## Excerpt to read
☆ ☆ ☆
The doctor found that the plaintiff was still on crutches, his attempts to walk independently caused intense pain over the fractured site of his left leg with weakness over the affected limb. Consequently, he could not support any full weight bearing. There was moderate wasting of the left thigh muscle because of disuse. No recurrent neurological deficits were found save for a large scar from the compound wound over the anterior-medial surface of his left leg. The Plaintiff was severely restricted from walking long distances and standing for longer periods. He could not sit with his legs folded or squat. His knee flexion was 40 degrees with full extension of 30 degrees. Lucency or gaps were present in some areas of the fractured site suggesting a non-union. There was some degree of post traumatic osteoporosis, which partly explained his on going pain, weakness and inability to bear weight fully on his leg.


The plaintiff was recommended to continue his physio therapy exercises. At that time, he had an estimated 40 % loss of efficient use of his left leg and an estimated 5% for cosmetic disfigurement due to the multiple scars over his face and body.


In May 2000, the plaintiff was again reviewed by Dr Kevau, on the basis of which he gave his letter of 29th May 2000 (exhibit "D"). According to that report, the plaintiff was mentally sound and he was walking unaided. By that time, he complained only of pain on walking long distances and still could not run or even jog as they tended to bring intense pain and discomfort when direct pressure was exerted onto the fractured limp. Clinically, the bulk of the muscles in the vicinity had not improved significantly, hence, the power of the leg remained poor. Flexion and extension of the knee had improved minimally. The doctor opined that the disabilities had not improved from his last examination and assessment. He therefore re-affirmed his earlier estimated of 40% loss of efficient use of the left leg and recommended against any corrective surgery.
☆ ☆ ☆
## Complete the following
#1 In the excerpt on the plaintiff's leg injury, what percentage was estimated for cosmetic disfigurement?
#2 Continue the excerpt on the plaintiff's leg injury from its last sentence.
The listing after this text has nothing to do with the excerpt on the plaintiff's leg injury.
☆ ☆ ☆
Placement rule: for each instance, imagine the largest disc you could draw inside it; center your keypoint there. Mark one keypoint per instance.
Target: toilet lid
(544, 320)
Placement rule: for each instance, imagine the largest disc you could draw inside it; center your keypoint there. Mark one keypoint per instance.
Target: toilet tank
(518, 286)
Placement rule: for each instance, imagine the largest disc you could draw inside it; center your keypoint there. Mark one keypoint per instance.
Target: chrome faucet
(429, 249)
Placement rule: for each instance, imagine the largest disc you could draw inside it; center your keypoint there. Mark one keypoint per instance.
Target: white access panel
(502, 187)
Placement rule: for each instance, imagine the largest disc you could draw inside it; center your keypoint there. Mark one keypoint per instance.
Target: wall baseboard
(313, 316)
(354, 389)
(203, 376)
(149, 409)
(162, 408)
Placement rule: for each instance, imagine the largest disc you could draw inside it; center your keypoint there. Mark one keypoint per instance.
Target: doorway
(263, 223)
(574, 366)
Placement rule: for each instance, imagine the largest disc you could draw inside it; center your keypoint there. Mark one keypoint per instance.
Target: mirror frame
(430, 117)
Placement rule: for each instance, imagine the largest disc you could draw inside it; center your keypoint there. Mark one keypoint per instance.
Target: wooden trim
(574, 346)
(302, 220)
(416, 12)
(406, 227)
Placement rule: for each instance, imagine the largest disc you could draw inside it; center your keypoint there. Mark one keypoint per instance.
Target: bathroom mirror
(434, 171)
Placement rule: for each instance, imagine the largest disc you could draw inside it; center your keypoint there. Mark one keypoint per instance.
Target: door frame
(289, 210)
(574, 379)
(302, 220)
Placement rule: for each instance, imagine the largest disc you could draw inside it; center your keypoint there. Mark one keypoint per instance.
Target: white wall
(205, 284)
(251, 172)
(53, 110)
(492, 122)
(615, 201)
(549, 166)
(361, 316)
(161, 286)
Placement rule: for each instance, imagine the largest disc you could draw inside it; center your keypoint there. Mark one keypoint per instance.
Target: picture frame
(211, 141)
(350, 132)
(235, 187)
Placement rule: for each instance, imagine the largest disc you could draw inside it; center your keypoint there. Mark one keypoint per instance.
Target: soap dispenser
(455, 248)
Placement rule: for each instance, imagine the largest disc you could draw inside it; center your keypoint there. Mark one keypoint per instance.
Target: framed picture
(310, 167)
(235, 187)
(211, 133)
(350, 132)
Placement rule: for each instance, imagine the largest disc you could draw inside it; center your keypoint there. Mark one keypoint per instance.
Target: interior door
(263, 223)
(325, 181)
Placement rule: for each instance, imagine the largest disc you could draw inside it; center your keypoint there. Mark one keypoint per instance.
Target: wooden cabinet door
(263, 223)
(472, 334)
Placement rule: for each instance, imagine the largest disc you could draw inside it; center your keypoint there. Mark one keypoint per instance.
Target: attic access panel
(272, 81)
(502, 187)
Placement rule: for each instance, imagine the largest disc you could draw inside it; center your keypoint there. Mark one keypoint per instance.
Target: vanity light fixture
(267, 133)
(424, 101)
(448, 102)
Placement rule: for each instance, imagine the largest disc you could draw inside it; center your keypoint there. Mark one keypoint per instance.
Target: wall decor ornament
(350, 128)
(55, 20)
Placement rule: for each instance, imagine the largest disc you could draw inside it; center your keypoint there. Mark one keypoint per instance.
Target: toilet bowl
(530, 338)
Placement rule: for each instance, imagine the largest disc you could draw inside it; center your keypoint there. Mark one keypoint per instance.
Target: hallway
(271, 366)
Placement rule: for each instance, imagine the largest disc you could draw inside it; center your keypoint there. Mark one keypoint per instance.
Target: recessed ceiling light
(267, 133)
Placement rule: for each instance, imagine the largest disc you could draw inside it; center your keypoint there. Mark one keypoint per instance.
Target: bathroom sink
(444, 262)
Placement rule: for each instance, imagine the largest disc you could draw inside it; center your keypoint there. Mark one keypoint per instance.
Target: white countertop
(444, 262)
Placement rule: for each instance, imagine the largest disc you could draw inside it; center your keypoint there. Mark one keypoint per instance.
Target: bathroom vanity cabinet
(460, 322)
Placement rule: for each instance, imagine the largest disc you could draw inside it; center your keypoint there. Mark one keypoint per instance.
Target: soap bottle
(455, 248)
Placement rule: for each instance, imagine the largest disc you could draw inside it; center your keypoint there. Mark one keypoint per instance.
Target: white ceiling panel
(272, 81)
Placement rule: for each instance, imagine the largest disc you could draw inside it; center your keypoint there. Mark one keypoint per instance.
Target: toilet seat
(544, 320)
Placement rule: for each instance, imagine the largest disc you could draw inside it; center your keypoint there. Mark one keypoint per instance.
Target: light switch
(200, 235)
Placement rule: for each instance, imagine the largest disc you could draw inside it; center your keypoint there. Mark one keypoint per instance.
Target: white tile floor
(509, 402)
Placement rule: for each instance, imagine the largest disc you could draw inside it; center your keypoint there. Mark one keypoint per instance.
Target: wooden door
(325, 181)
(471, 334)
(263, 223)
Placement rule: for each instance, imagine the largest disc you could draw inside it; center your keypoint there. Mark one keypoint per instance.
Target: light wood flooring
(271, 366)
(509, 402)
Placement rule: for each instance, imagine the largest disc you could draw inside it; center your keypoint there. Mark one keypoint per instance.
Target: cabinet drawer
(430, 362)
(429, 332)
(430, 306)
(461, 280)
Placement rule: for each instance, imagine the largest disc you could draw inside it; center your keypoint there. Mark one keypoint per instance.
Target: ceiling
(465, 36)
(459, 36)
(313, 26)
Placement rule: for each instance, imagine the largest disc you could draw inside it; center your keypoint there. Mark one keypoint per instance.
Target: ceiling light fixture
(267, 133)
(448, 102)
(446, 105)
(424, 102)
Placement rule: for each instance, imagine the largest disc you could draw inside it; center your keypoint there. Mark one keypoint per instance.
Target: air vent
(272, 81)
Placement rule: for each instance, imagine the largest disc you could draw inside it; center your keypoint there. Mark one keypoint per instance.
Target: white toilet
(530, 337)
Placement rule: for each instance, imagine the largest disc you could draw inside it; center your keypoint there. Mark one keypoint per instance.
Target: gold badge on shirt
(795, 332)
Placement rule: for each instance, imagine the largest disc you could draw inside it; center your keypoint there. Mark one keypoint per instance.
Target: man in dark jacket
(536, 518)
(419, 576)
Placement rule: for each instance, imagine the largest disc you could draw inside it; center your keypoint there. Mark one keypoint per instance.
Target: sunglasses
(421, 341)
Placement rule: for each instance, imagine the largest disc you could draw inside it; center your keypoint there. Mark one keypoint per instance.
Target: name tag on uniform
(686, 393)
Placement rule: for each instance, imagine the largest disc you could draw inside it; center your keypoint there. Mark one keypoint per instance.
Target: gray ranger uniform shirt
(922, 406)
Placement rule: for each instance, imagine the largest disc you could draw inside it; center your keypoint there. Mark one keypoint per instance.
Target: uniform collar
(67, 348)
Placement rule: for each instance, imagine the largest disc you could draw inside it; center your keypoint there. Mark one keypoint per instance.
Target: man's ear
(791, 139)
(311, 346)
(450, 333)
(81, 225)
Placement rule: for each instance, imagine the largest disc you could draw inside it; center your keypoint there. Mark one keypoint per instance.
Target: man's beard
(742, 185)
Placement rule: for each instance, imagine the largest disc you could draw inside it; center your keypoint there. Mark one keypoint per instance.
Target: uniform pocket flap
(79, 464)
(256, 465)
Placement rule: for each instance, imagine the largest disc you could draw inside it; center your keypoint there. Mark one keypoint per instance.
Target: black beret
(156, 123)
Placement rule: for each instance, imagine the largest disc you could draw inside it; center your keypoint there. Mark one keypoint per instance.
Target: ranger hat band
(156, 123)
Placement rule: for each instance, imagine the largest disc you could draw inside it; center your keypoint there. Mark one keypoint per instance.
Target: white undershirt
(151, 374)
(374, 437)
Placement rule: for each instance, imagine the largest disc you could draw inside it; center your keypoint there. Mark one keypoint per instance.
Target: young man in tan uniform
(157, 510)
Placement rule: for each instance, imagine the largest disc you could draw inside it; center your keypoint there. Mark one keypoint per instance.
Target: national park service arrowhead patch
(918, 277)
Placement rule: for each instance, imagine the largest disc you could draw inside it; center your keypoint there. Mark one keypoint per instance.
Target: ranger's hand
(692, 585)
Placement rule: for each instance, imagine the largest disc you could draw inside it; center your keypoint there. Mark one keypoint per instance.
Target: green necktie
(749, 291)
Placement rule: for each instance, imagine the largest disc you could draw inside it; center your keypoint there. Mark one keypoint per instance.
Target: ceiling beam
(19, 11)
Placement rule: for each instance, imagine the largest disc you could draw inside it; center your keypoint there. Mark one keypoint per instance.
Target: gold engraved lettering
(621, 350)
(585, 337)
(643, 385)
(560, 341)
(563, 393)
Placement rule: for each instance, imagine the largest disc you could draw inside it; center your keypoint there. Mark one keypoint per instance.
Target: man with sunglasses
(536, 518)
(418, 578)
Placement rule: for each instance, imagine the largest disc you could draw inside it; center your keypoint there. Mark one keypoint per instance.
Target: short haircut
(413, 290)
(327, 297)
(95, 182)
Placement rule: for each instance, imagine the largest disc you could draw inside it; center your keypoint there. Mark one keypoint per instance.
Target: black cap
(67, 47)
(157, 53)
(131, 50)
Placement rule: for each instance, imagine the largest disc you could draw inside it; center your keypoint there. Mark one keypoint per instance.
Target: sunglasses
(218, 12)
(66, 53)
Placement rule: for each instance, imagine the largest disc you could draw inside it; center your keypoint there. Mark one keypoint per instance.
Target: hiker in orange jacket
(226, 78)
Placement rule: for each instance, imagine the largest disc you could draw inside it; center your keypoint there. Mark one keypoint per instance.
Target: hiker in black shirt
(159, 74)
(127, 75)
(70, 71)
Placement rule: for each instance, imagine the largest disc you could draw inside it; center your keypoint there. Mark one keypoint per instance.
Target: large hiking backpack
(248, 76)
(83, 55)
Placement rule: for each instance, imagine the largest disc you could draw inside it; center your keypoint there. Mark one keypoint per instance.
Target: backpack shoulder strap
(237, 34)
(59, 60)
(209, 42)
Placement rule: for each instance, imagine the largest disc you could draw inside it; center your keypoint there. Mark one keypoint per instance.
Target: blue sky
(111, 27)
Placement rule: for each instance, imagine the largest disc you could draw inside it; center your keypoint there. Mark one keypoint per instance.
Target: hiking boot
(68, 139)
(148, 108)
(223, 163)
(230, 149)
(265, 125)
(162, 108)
☆ ☆ ☆
## Numbered responses
#1 An estimated 5%.

#2
Based on the medical evidence, I find that the plaintiff has fully recovered from his head injury and the scars. His only disability is the 40 % estimated loss of the efficient use of his left leg. The Plaintiff accepts that position in his submissions filed on the 11th April 2001 from paragraph 4 onwards which proceeds on the basis of a fractured leg injury and residual disability to that part of his body. Hence, I will assess his damages on that basis.


The Plaintiff points to the injuries and the treatments he received and the residual disability of 40% loss of efficient use of his left leg and claims K40, 000.00 for general damages. He submits that, he is now unable to walk properly and is incapable of remunerative employment. Further, he argues that his other pre accident activities have been curtailed and he is unable to even assist in the family garden. Furthermore, he submits that, his enjoyment of amenities of life has been severely curtailed. These later aspects have not being pleaded and there is no evidence of his other activities except being employed has a security guard. I therefore reject these claims before going any further.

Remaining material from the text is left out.